DATA ROWS:

▶

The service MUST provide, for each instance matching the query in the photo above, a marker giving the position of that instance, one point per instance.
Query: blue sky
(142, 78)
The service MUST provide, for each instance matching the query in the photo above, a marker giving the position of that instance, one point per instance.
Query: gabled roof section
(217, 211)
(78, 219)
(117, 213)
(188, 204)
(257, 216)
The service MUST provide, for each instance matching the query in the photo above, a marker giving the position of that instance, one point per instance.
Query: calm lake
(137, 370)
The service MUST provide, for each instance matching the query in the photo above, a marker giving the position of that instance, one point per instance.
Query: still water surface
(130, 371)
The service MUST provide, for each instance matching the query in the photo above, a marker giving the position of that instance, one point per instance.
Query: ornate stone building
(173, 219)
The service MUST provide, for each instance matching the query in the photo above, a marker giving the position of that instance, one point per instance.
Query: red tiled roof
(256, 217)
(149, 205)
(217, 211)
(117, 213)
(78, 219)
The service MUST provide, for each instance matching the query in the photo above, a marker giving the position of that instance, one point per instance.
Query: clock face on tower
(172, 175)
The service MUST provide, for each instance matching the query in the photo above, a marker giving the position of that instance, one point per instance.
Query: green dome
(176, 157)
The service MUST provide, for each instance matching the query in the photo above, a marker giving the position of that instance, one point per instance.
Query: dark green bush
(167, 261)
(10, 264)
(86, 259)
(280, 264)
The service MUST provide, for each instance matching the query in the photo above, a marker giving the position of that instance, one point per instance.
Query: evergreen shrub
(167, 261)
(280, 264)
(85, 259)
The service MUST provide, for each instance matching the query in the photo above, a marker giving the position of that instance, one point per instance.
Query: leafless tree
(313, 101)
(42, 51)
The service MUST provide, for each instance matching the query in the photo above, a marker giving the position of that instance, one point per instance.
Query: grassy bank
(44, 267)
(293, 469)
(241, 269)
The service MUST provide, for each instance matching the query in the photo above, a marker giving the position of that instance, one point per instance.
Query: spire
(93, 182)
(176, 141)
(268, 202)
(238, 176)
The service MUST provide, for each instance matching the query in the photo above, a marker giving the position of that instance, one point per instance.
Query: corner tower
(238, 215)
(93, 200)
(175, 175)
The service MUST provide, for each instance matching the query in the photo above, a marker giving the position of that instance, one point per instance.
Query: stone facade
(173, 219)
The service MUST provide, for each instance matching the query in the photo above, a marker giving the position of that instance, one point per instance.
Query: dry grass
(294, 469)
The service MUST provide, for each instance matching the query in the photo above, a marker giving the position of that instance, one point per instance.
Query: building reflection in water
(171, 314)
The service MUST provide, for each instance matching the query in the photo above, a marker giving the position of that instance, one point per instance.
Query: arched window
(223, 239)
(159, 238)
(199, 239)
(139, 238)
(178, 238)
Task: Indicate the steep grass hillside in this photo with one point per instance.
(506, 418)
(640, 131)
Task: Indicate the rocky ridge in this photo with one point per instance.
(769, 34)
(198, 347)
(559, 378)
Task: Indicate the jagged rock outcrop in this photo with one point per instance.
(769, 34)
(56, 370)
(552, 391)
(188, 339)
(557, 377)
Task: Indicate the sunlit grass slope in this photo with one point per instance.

◀

Output the full listing without altering anything.

PROBLEM SOLUTION:
The service MUST provide, for each instance matching the query in the photo above, a marker giving the position of that instance, one point per instance.
Query: blue sky
(142, 78)
The service MUST provide, for each instance matching the query in the photo above, a marker giving the position of that instance, one point per instance.
Query: gabled roof section
(217, 211)
(78, 219)
(117, 213)
(188, 204)
(257, 216)
The service MUST provide, for each instance matching the query in the photo above, a marker giving the position of that instance, one point per instance.
Query: calm lake
(137, 370)
The service MUST provide, for each instance matching the query in the photo above, a marker giving the position of that instance, one point per instance.
Query: still water surface
(130, 371)
The service MUST provide, for each instance matching the query in the photo above, a marker giving the position of that instance, one point per instance.
Query: ornate stone building
(173, 219)
The service MUST provide, for each instance matching the query in the photo above, a marker giving the position of that instance, one point per instance.
Query: red tiled roof
(256, 217)
(149, 205)
(217, 211)
(117, 213)
(78, 219)
The service MUST provide, for each instance matching the query in the photo above, a marker giving the position of that instance, one point per instance.
Query: clock face on tower
(172, 175)
The service MUST provide, for each instance matching the query in the photo above, a marker giving the position of that instance, one point per instance.
Query: green dome
(176, 157)
The service MUST provide, for each instance matching the query in the photo above, a marker giving the position of that instance, one point per instance.
Query: dark green bush
(167, 261)
(10, 264)
(86, 259)
(280, 264)
The service MUST provide, for each instance matching the query in the photo above, a marker giving the position of that instance, one point per instance.
Query: evergreen shrub
(167, 261)
(280, 264)
(85, 259)
The service MUST provide, for each instance matching the query in the photo above, a marker giving the position of that instance, one point per instance.
Query: leafless tree
(313, 101)
(42, 51)
The service MUST provide, for each instance matching the query in the photo above, a marker giving the position of that instance, one point per instance.
Query: grassy bank
(44, 267)
(293, 469)
(241, 269)
The service MUST provide, for each instance matching the query in the photo above, a marker giving the position of that instance, one point per instance.
Query: spire
(93, 182)
(176, 141)
(268, 202)
(238, 176)
The service MUST provide, for each instance matching the query in the photo above, a marker giving the position of that instance, one point per instance.
Query: corner tower
(238, 215)
(93, 200)
(175, 175)
The service MUST provide, for each instance matching the query in the photo above, a marker giving the position of that instance, one point per instance.
Query: stone facade
(173, 219)
The service MUST provide, for each instance matching the query in the photo above, a marker giving the position of that instance, one point per instance.
Query: dry grass
(294, 469)
The service MUST provide, for each instance matching the query in the photo above, a marker giving the position of that instance, one point per instance.
Query: building reflection in water
(171, 314)
The service MUST provide, for each instance matching the query in the photo above, a marker giving the position of that instance, one point per instance.
Query: arched window
(223, 239)
(159, 238)
(199, 239)
(139, 238)
(178, 238)
Task: Indicate the steep grass hillside in this photo with one point per instance.
(506, 418)
(640, 131)
Task: Indicate the rocky ridge in this photo with one point per instance.
(769, 34)
(198, 347)
(559, 378)
Task: Indicate the jagged rock outcrop in this photo with one point per instance.
(769, 34)
(56, 370)
(552, 391)
(188, 339)
(557, 377)
Task: Indicate the sunlit grass slope in this photo with one point per instance.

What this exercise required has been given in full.